* START INPUT MATERIAL *

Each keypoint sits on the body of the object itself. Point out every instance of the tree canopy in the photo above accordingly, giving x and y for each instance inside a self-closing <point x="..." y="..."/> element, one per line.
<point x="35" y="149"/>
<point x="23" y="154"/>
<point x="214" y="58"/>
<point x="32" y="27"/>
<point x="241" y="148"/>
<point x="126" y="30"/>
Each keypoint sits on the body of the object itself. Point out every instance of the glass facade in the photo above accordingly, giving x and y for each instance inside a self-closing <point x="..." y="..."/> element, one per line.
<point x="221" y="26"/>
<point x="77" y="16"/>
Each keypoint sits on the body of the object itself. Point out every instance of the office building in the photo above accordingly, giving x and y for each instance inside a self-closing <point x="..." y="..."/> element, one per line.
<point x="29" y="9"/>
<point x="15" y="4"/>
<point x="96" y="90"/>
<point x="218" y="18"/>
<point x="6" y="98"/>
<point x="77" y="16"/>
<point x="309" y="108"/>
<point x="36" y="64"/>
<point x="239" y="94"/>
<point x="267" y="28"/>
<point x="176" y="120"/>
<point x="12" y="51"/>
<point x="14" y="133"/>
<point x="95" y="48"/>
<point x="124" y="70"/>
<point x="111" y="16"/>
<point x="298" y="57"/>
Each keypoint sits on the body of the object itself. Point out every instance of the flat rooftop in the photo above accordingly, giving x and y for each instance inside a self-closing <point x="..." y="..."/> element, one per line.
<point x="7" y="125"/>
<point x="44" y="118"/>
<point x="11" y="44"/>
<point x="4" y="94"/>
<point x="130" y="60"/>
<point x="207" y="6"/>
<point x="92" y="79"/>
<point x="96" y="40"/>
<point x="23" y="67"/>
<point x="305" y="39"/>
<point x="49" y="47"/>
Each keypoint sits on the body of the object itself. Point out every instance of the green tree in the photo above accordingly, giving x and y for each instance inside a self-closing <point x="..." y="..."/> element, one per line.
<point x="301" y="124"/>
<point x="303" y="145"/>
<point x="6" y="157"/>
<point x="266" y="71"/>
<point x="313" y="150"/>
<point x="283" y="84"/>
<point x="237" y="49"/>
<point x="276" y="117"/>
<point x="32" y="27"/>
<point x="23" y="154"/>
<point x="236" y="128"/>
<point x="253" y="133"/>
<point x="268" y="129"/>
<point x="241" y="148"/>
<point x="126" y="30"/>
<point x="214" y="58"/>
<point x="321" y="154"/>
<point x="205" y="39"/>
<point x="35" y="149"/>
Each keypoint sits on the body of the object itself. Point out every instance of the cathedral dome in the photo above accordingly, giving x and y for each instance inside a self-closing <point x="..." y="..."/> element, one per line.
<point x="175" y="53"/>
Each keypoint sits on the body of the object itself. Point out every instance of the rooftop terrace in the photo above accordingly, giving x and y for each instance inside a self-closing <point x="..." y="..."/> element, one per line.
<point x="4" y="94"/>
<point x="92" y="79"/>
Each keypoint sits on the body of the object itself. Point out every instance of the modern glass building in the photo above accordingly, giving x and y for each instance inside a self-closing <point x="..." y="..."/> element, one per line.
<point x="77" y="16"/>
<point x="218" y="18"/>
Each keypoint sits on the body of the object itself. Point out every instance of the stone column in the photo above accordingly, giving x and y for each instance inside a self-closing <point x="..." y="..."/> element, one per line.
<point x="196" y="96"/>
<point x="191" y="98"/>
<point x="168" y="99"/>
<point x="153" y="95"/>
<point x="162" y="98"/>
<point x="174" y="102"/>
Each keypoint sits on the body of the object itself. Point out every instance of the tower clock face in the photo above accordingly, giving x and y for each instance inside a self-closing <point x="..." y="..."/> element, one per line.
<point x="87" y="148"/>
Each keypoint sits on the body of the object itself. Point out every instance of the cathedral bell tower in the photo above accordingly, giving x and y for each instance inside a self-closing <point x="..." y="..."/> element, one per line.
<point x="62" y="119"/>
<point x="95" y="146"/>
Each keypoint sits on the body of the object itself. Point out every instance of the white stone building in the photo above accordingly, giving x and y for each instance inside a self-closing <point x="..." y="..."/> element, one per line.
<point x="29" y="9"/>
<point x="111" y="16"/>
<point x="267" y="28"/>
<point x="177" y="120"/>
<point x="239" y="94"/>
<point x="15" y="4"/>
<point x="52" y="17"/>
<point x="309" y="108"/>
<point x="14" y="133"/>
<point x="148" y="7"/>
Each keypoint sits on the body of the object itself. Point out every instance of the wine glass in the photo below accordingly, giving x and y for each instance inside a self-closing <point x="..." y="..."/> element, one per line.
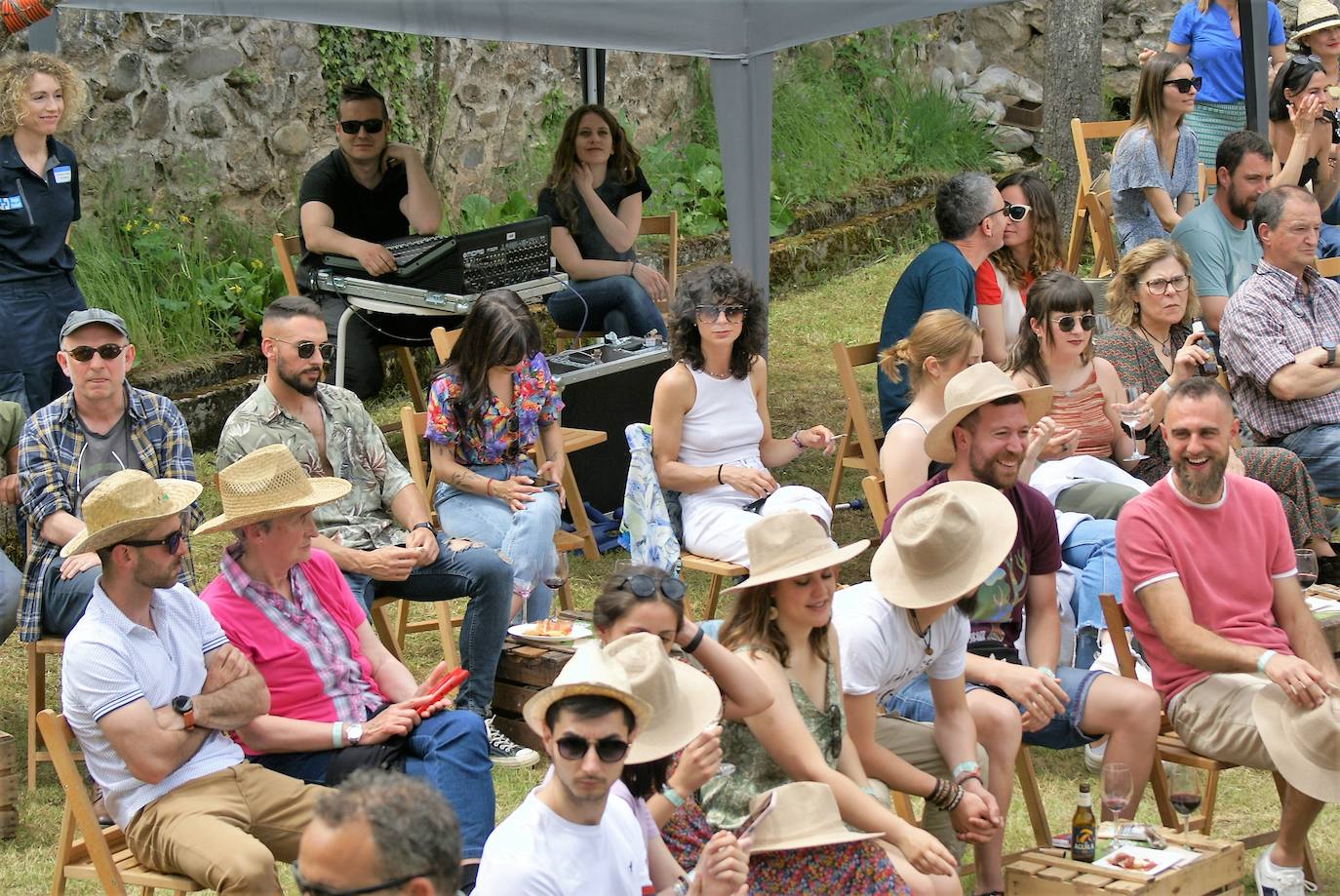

* END INPUT MATERIAL *
* START INPUT MATERIAL *

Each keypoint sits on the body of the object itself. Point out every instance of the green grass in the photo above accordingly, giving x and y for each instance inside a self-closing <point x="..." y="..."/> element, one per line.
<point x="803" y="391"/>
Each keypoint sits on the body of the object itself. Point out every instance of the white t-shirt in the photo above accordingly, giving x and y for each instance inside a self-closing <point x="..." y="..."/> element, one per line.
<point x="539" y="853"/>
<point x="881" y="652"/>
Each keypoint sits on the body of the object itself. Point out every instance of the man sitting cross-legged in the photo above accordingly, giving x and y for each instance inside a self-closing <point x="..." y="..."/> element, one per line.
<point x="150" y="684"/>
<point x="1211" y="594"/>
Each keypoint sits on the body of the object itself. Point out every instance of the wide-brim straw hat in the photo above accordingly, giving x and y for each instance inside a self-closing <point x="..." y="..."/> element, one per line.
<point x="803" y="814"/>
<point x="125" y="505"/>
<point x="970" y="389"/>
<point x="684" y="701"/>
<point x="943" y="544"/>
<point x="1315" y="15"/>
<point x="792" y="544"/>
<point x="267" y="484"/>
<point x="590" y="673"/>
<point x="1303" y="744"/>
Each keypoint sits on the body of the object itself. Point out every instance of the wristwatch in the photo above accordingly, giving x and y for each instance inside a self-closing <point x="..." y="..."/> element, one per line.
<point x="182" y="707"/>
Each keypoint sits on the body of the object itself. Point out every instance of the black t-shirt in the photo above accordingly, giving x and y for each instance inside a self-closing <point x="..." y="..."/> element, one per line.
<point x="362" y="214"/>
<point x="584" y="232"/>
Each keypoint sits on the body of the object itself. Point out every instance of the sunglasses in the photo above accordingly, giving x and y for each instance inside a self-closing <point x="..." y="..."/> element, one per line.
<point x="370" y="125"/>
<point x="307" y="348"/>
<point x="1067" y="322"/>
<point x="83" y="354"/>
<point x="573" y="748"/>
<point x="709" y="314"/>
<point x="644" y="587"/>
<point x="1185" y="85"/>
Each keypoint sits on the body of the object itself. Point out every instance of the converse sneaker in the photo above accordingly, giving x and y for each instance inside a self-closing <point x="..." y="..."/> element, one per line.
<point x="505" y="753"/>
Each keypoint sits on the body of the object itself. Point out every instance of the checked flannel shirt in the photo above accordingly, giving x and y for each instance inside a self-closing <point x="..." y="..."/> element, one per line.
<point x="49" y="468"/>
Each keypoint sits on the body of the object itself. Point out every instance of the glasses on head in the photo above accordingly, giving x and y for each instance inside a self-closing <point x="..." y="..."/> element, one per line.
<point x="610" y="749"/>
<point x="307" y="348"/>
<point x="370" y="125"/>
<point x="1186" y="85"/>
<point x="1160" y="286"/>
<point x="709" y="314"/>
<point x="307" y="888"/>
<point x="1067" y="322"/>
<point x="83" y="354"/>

* END INPUT MATERIAL *

## PROBLEM
Extract every line of the material above that contains the string "shirt", reproducing each such line in full.

## PROBLEM SOLUTION
Each keypoint sits on the body of the object itself. Point out every instance of the white t-shirt in the photo above accordingly, giving x and y for each instance inside a self-closing <point x="..." y="..."/> element, one per line.
Each keypoint sits on the body of the object itself. Point out every instance of the black t-shirt in the photo above accordingly, giving x and y for each instance inside a self-closing <point x="..." y="..."/> element, one per line.
Each keypoint sits on the body of the object itself. Point out every instance of the checked flannel shirt in the photo above accordingly, giving x and y for each instance inside a self-closing <point x="..." y="..."/> element, one per line.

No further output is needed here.